Region pointing data
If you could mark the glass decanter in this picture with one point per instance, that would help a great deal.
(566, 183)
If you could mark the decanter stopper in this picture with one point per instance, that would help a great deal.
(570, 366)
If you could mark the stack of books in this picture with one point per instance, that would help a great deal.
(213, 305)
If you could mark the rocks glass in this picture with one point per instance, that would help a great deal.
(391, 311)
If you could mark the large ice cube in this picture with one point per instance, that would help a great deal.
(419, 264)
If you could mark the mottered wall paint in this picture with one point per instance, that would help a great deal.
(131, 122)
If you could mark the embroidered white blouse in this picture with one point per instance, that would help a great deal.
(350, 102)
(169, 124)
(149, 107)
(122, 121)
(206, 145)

=== Activity ===
The answer must consist of the lines from the one with "If you could mark the stack" through the final line of the entries above, exactly as they are, and nothing else.

=== Answer area ===
If you could mark the stack of books in this picture with one point per instance, that would help a great deal.
(213, 305)
If you could mark the rocks glass in this picture with one point per instance, that would help a great deal.
(391, 311)
If you could mark the large ice cube in this picture with one point per instance, that would help a great deal.
(419, 264)
If you could mark the mottered wall paint in this picture with one point per instance, that would help a great deal.
(131, 122)
If you could mark the embroidered white blouse in this picture with one point per instance, that would help a great deal.
(350, 102)
(169, 124)
(149, 107)
(122, 121)
(206, 145)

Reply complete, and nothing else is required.